本文抜粋:
リソース管理(リソースマネジメント)とは、プロジェクトを遂行するために必要となるヒト・モノ・カネ・時間などのリソースを管理することをいいますそもそも「リソース(resource)」とは、「経営資源」のことです。リソースは有限であることから、管理が必須となっています。つまりリソース管理とは、有限であるリソースが現状どのくらい使われているのか、あとどの程度使えるのかといった情報を管理、把握することです。

リソース管理を適切に行うことで、メンバーのアサイン状況を最適化したり、プロジェクトのコストを最低限に抑えたりできるメリットがあります。

リソース管理により、有限のリソースを適切に活用可能です。逆に、リソース管理ができていないと、無駄なコストがかかったり、見積もり不足で計画がうまく進まなかったり、社員に負担をかけたりといったさまざまな問題が発生します。

リソース管理により過不足なくリソースを活用することは、プロジェクトを成功に導くために欠かせない重要な要素ともいえるでしょう。

リソースに含まれる内容

リソース管理の対象となるリソース=「経営資源」は、プロジェクトの目的を達成するために必要となるあらゆる要素のことです

「リソースがどこまでを示すか」には幅があり、「ヒト(人的資源)」だけを示す場合もあれば、「モノ(備品や設備、ソフトウェア)」や「カネ(運営資金)」などが含まれる場合もあります。

同様に、「リソース管理」という言葉が示す内容も企業や状況によって大きく異なります。多くの場合、以下のようなケースを指すことが多いといえるでしょう。

  1. プロジェクトを推進するために、メンバーの空き状況を確認しながら誰にどのような業務を振るのかを調整する
  2. 社員にかかるコストが無駄にならないよう、プロジェクトへのアサイン率を確認し、適切に調整・管理する(手が空いているメンバーに仕事を振る、新規案件獲得に力を入れるなど)

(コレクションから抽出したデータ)
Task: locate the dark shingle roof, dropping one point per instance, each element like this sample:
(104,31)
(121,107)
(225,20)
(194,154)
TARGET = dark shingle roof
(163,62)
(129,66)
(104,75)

演習課題 1:
リソース管理についての本文にある次の一文を英語に訳してください。「リソース管理により過不足なくリソースを活用することは、プロジェクトを成功に導くために欠かせない重要な要素ともいえるでしょう。」
演習課題 2:
リソース管理についての本文によると、リソースの管理が必須とされるのはなぜですか。
演習課題 3:
リソース管理についての本文を、最後の文のあとから書き継いでください。

最終解答 1:
Making use of resources without excess or shortage through resource management can be said to be an essential element in leading a project to success.

最終解答 2:
リソースは有限だからです。

最終解答 3:
  3. プロジェクトにおける目標利益率を達成するために、現時点でかかっている工数を確認し、原価や予算の使い方をコントロールする

リソース管理を行わない場合の失敗例

  • 特定の社員に仕事が集中して遅延が発生しているのに、それに気付かないまま進めてしまい、結果として納期に間に合わず、取引先からの信用を失ってしまった
  • あるプロジェクトに必要なリソースを必要以上に見積もりすぎてしまい、手が空いている社員がいるのにそのままにして、結果的に無駄な人件費がかかってしまった

リソース管理を適切に行った場合の成功例

  • 特定の社員に仕事が集中している状態にすぐに気付き、別のプロジェクトで手が空いている社員に業務を割り振ることで遅延を回避できた
  • リソースが空いている社員が多いことに気付いたため、新規案件を獲得してきて、リソースを無駄にしないで済んだ

管理すべき6種のリソース

リソース(経営資源)を大別すると以下の6種類となります。リソースの種類に応じて、リソース管理も6種類に分類可能です。

リソースの種類

リソース管理の内容・例

ヒト(人的資源)

工数管理やアサイン管理(人材配置)がメインだが、モチベーション管理までを含むこともある

モノ(物理的資源)

設備や備品、ソフトウェア、サーバーなどの運用管理やコスト管理

カネ(運営資金)

ヒトやモノなどを確保するための資金管理

時間

タスクごとの工数管理

情報

技術やノウハウ、顧客情報など「無形財産」の管理

知的財産

著作権や特許、ブランドなど「知的財産」の管理

ただし、どのリソース管理が必要かは業種やプロジェクト内容によっても異なるため、そのプロジェクトにあった適切な管理が必須です。多くのプロジェクトでは、ヒト・モノ・カネの管理がメインとなるでしょう。

では、6種類のリソースと管理方法について詳しく解説します。

1.ヒト

リソース管理の「ヒト」とは人的資源を指します。社員A、B、Cといった「企業に在籍している人材そのもの」という意味はもちろん、企業にいる人材がどれだけ稼働しているか(もしくは空きがあるか)といった、稼働状況の管理(アサイン管理)も含まれます。

ヒトは、スキルや経験だけでなく、モチベーションにより生産性が上下動します。そのため、ヒトのリソース管理では、モチベーションを下げない人材配置やストレスマネジメントなどが必須です。

具体的なヒトのリソース管理としては、以下の例があります。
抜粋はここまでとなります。